> _Stated task_: Could you give this listing again with every occurrence of "Find a point on every instance of" swapped for "Mark each occurrence of" and everything else unchanged, across the whole listing? Leave the pictures out.

=-=-=-=-=

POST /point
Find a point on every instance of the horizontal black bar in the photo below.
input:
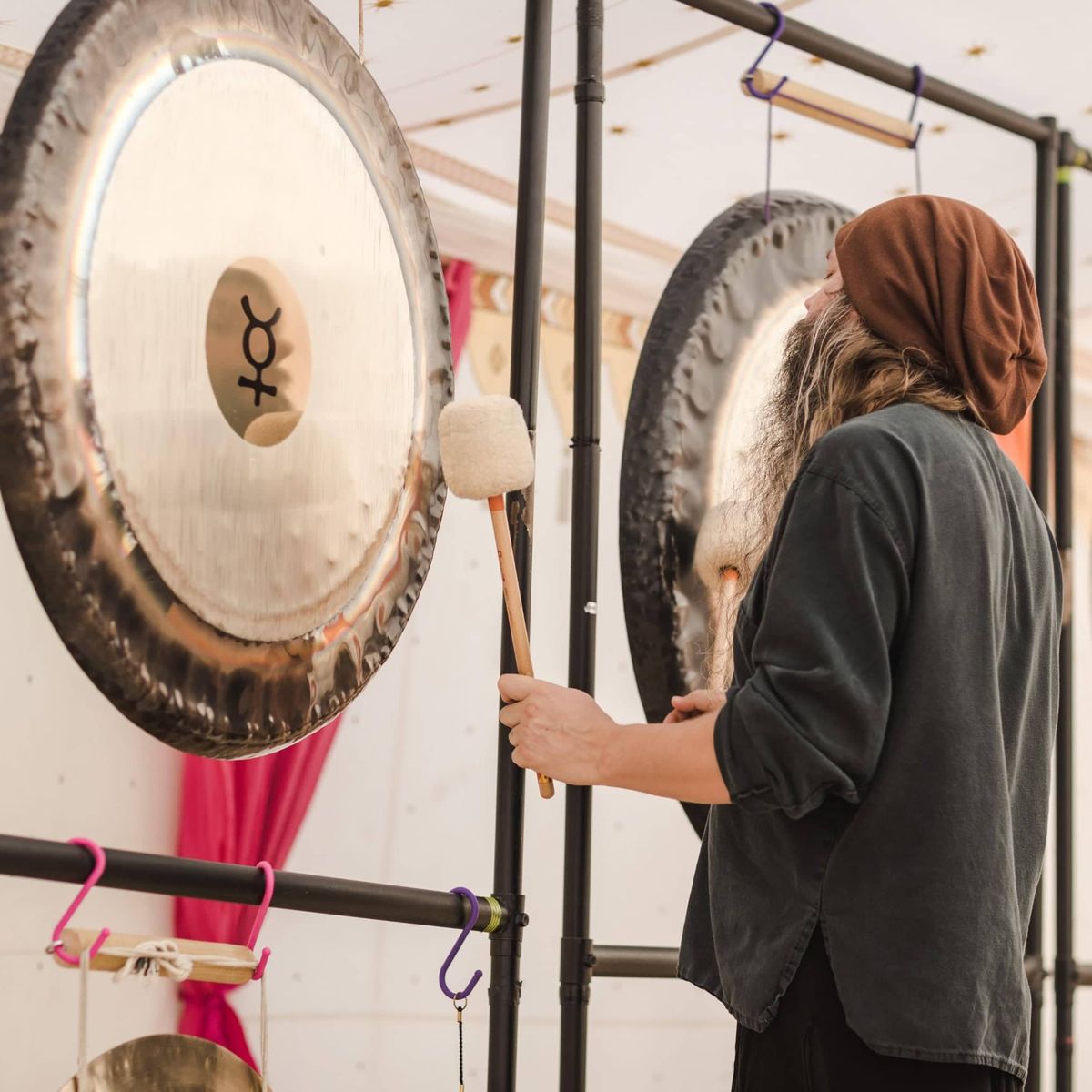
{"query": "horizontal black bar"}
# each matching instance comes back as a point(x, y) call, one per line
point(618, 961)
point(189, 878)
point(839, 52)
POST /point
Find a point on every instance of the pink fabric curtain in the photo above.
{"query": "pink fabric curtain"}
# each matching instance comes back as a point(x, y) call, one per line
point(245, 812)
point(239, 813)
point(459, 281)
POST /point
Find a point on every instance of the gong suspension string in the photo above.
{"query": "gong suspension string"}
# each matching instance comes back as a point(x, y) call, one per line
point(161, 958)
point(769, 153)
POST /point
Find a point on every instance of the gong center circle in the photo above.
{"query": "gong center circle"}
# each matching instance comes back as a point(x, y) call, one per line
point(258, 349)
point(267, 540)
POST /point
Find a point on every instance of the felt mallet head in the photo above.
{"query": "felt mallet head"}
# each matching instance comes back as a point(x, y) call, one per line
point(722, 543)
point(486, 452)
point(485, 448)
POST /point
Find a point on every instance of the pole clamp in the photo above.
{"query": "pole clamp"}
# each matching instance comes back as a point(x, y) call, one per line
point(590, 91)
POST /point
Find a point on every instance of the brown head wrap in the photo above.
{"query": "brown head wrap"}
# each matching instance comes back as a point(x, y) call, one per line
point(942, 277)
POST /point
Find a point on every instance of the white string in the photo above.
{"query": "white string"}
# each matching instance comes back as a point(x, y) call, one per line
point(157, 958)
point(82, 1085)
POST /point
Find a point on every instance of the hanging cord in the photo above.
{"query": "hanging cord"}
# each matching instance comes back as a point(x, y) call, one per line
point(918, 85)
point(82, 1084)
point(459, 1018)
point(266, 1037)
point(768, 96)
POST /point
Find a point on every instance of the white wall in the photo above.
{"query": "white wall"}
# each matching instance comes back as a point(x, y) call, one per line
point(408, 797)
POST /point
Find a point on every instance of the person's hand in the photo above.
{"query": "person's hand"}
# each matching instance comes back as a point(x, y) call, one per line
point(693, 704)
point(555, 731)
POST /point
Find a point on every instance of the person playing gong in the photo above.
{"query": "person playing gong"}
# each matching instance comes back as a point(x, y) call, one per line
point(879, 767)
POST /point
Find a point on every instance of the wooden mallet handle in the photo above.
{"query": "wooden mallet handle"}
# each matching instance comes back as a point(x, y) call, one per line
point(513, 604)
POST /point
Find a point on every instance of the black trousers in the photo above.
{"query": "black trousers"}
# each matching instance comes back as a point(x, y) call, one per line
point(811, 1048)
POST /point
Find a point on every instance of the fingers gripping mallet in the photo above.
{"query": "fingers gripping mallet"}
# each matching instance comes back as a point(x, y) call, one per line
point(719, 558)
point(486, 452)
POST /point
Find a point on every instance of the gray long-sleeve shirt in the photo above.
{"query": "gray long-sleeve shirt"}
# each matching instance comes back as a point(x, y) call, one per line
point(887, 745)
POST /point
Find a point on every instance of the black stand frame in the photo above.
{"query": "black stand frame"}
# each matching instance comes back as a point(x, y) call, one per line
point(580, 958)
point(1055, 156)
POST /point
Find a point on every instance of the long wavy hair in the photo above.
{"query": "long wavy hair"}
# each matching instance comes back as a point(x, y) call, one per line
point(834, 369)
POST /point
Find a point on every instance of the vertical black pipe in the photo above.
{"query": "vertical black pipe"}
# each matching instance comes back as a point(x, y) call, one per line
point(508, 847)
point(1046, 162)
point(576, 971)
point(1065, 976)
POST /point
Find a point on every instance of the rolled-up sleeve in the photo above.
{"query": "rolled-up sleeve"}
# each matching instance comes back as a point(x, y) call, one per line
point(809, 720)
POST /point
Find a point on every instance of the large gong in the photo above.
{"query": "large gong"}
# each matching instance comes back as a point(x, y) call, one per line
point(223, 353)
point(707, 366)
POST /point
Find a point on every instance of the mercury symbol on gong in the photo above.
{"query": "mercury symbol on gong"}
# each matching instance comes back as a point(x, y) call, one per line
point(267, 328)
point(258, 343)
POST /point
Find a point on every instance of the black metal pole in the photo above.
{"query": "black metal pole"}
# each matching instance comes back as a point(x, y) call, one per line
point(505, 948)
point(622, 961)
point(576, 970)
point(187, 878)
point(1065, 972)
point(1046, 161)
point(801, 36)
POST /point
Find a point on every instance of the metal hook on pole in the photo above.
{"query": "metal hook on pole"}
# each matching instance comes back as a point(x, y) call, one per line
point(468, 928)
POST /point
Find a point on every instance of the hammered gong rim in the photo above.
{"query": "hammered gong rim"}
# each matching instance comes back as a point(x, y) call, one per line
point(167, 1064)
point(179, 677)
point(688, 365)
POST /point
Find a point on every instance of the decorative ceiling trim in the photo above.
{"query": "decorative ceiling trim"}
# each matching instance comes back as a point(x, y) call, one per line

=-=-=-=-=

> _Response for this exercise_:
POST /point
Mark each occurrence of the horizontal black bar in the photo below.
input:
{"query": "horizontal black bar"}
# each matching instance comes back as a point(x, y) call, one per line
point(618, 961)
point(189, 878)
point(839, 52)
POST /point
Mark each occurrence of the pink fabric curtain in the photo above.
{"query": "pink fabric curtain"}
# each matching instance comes back as a point(x, y) call, one per line
point(245, 812)
point(239, 813)
point(459, 281)
POST /point
Mark each occurrence of the gong suspension string in the photo above.
{"query": "gong suspension string"}
# each matching instance comes back as a point(x, y) call, one per line
point(161, 958)
point(769, 153)
POST /point
Mark each occurrence of the gong center circle in the photo above.
{"query": "gong center circle"}
# each matching instance comes back as a point(x, y) call, one per line
point(258, 349)
point(267, 540)
POST /point
Mark each occurrence of the felt mallet head in the photo above.
{"query": "felt mallet head"}
# each matching instance comes back as a point(x, y) call, one per line
point(722, 543)
point(486, 452)
point(485, 448)
POST /point
Mark each occurrence of the pole clamp in the photo above.
{"query": "pole clamp"}
# each matching instance comes back as a point(x, y) call, one per line
point(590, 91)
POST /point
Mark each occurrence of the brown head wrap in the photo above.
{"query": "brown head wrap"}
# each matching instance comes back as a point(x, y) call, one per line
point(942, 277)
POST /point
Mark each occurrence of the white string in the photo above.
{"query": "white string"}
# each matching instance comes back as a point(x, y) call, one per line
point(157, 958)
point(82, 1085)
POST /point
Mark each occurrence of the hanging cord in the photo above.
{"query": "hanging cord"}
# each matching instance comes back as a point(x, y) call, one per line
point(918, 85)
point(82, 1084)
point(459, 1018)
point(266, 1037)
point(768, 96)
POST /point
Mark each occurrence of the white wall in the photo above.
{"query": "white wall"}
# each matching instance comes back as a point(x, y) call, one per line
point(408, 797)
POST /point
Mark each occurrence of the person's hand in the photo above.
{"query": "person's hand"}
# each matching instance comes back as a point(x, y) call, one per line
point(693, 704)
point(555, 731)
POST /point
Mark each occurrence of the person playing gong in the photo above.
{"query": "person playing gong"}
# each matching instance comes back as a point(x, y) call, one per line
point(879, 767)
POST /point
Mark each occurrence of the wooden mallet handle in the photo above.
{"query": "wooden mallet handle"}
# each matching instance comes back as a point(x, y) call, one per line
point(513, 604)
POST /point
Mark each occurrence of the black trousers in the photo above.
{"query": "black trousers"}
# each matching instance comes back as a point(x, y) call, one per line
point(811, 1048)
POST /point
Mark each occurrence of the fingers gripping mallet in the photo above.
{"query": "fingers gripping mallet"}
# each matching instance comes back as a point(x, y) call, one per line
point(719, 558)
point(486, 452)
POST /point
Mark each occurrence of the gray long-sleeve shirt in the photo above.
{"query": "gray long-sleeve shirt"}
# each matching instance comes back as a point(x, y) call, one per line
point(887, 745)
POST /point
Mark each occurrence of the black stand frame in the photo above.
{"query": "black stand frame"}
# each matching instance comes back as a point(x, y) call, one per line
point(580, 958)
point(1055, 156)
POST /point
Mark each occurrence of the long wavy hair in the photo above.
{"query": "long wavy hair"}
# each matching instance comes back as a point(x, y) call, one per line
point(834, 369)
POST /point
Mark each occurrence of the vertical black pipe in the photo above.
{"query": "vertical black pipe"}
# each matching instance comes back as a point(x, y) call, one per line
point(508, 847)
point(1046, 162)
point(576, 971)
point(1065, 976)
POST /point
Mark each occurrence of the rolled-up sleeve in the photo above.
{"query": "rolled-up sleeve"}
# each matching instance comes back as a point(x, y) call, one per line
point(809, 720)
POST /point
Mark each occurrence of the large gong in the photo above.
{"query": "large gong"}
# each matching instance comes back as a point(x, y) call, one per line
point(223, 353)
point(707, 366)
POST /point
Mark each occurrence of the mercury symbol on gong in the photo above.
{"query": "mercury symbol on gong"}
# each matching instance comes back as a point(x, y) call, one per line
point(267, 328)
point(258, 343)
POST /point
Mark each occurrence of the black metal pole in the photo above.
{"query": "black metal pole"}
# each matching instance comes back as a point(x, y) call, one per line
point(505, 948)
point(622, 961)
point(576, 970)
point(187, 878)
point(1065, 972)
point(1046, 161)
point(801, 36)
POST /point
Mark each occurrence of the metal hook on pole in the photo above.
{"query": "metal hook on pole"}
# each matching instance comes back as a point(x, y) call, one per line
point(468, 928)
POST /point
Mark each occurrence of the hammered gong rim in the photo above.
{"query": "hammered gong rim"}
# each matching instance comes back as a point(x, y) call, one per line
point(167, 1064)
point(179, 677)
point(688, 365)
POST /point
Mark each occurrence of the decorative ceiling trim in the photo above.
{"query": "decorative ceiling trim"}
# each matching instance comes back as a point(x, y) call, one per line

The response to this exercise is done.